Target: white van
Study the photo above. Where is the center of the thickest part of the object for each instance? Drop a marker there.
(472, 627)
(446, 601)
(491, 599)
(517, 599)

* STATED GOAL *
Put these records into a two-column CSV with the columns "request" and "answer", one row per record. Enclose each field in double quotes and replace any line breaks with spaces.

* EXERCISE OUTPUT *
request,answer
"Target: white van Study the photo above. Where is the center of the thickest part of the object for each instance? Drop a marker there.","(472, 627) (446, 601) (491, 599) (517, 599)"